LIST OF TASKS ▸
• A. Summarize the wheel fitment thread in two sentences.
• B. Reproduce the stretch of the wheel fitment thread from "# Wheel Fitment" through "today or tomorrow." with no changes.

PAGE EXCERPT ▸

# Wheel Fitment Help



## OrbitOrange (Jul 5, 2010)

I found that Jegs sells repro factory ralley II wheels.

They have 15x8 and 15x10 wheels. Would it look better staggered like that or best with 15x8 all the way around? Im hoping to order these either today or tomorrow. 

Another thing is the backspacing. What does the back spacing need to be if I use 15x8s all the way around? And if I use the 15x10s in the rear what backspacing on that one?

Sorry guys I know I ask alot of questions. Fact is I know nothing about these old cars. Im quickly learning.


----------



## OrbitOrange (Jul 5, 2010)

here is a link to the wheels


pontiac+wheels - JEGS High Performance


----------



## Eric Animal (Oct 28, 2007)

I'm not sure about the 15x8...probably be OK and look great all around. If the back space isn't correct, the 15x10 will almost definately give you "rubbing issues", that is a wide rim! You gotta measure for back space, AND know what tires you will use. Also consider the look YOU want. eric


----------



## OrbitOrange (Jul 5, 2010)

so what backspacing is the factory 15x8 then? cause thats what i want


----------



## Eric Animal (Oct 28, 2007)

I don't know. It MIGHT vary year to year. In my opinion, that is the way to go. All 4 the same looks "stockish". There is a nice variety of tires available for that wheel size also.


----------

EXCERPTED RECORDS ▸

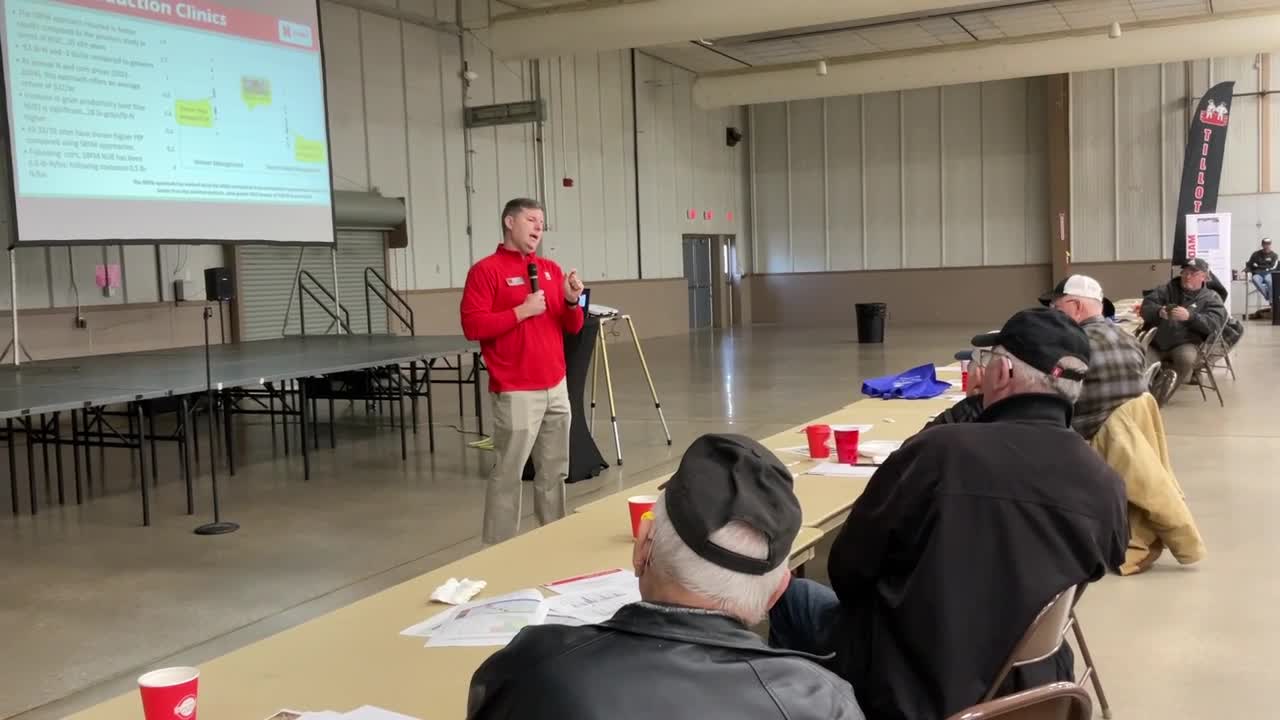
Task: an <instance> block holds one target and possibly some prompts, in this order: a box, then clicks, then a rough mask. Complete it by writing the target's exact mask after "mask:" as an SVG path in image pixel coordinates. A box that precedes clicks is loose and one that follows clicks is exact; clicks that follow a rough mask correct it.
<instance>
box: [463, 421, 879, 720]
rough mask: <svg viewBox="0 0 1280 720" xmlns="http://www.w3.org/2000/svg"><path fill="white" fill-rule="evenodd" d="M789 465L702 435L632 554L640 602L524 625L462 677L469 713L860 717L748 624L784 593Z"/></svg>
mask: <svg viewBox="0 0 1280 720" xmlns="http://www.w3.org/2000/svg"><path fill="white" fill-rule="evenodd" d="M799 529H800V503H799V501H797V500H796V497H795V492H794V491H792V488H791V473H790V470H787V468H786V466H785V465H783V464H782V462H781V461H778V459H777V457H776V456H774V455H773V454H772V452H769V451H768V450H765V448H764V447H763V446H762V445H759V443H758V442H755V441H751V439H749V438H745V437H741V436H730V434H722V436H716V434H710V436H703V437H701V438H699V439H696V441H695V442H694V445H692V446H690V448H689V450H687V451H686V452H685V456H684V459H682V460H681V462H680V469H678V470H677V471H676V474H675V475H672V478H671V480H668V482H667V484H666V486H664V491H663V493H662V495H660V496H659V498H658V502H657V505H654V510H653V518H652V519H646V520H643V521H641V525H640V532H639V533H637V538H636V542H635V550H634V551H632V562H634V565H635V573H636V575H637V577H639V578H640V597H641V598H643V600H641V602H637V603H632V605H628V606H626V607H623V609H621V610H618V612H617V614H616V615H614V616H613V618H612V619H611V620H608V621H605V623H602V624H599V625H586V626H580V628H573V626H567V625H539V626H532V628H525V629H524V630H521V632H520V634H518V635H516V639H515V641H512V643H511V644H509V646H507V647H506V648H504V650H502V651H500V652H498V653H497V655H494V656H493V657H490V659H489V660H488V661H486V662H485V664H484V665H483V666H481V667H480V669H479V670H477V671H476V674H475V676H474V678H472V679H471V694H470V698H468V703H467V717H468V719H472V720H499V719H503V720H504V719H517V717H518V719H521V720H544V719H545V720H564V719H573V720H590V719H602V720H603V719H609V720H630V719H660V720H710V719H714V717H733V719H742V720H750V719H791V720H810V719H812V720H842V719H844V720H863V714H861V711H860V710H859V708H858V703H856V701H855V700H854V693H852V689H851V688H850V687H849V683H846V682H844V680H841V679H840V678H838V676H836V675H835V674H832V673H831V671H828V670H826V669H823V667H820V666H819V665H818V664H817V662H818V661H820V660H823V659H820V657H815V656H810V655H806V653H803V652H797V651H790V650H776V648H771V647H769V646H767V644H765V643H764V642H762V641H760V638H759V637H758V635H756V634H755V633H753V632H751V630H750V626H751V625H755V624H758V623H760V621H762V620H763V619H764V616H765V614H767V612H768V611H769V607H771V606H772V605H773V603H774V602H776V601H777V598H778V597H780V596H781V594H782V592H783V591H785V589H786V587H787V584H788V582H790V579H791V574H790V573H788V571H787V557H788V556H790V552H791V543H792V542H794V541H795V537H796V533H797V532H799Z"/></svg>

WRITTEN ANSWERS ▸
• A. A poster who found that Jegs sells reproduction factory Rally II wheels in 15x8 and 15x10 asks whether a staggered setup or 15x8 all around would look better, and what backspacing each size needs. A reply says 15x8 all around should probably be fine and look "stockish," warns that a 15x10 with the wrong backspace will almost definitely rub, urges measuring backspace and knowing the tires to be used, and admits not knowing the factory 15x8 backspacing, which might vary year to year.

• B.
# Wheel Fitment Help



## OrbitOrange (Jul 5, 2010)

I found that Jegs sells repro factory ralley II wheels.

They have 15x8 and 15x10 wheels. Would it look better staggered like that or best with 15x8 all the way around? Im hoping to order these either today or tomorrow.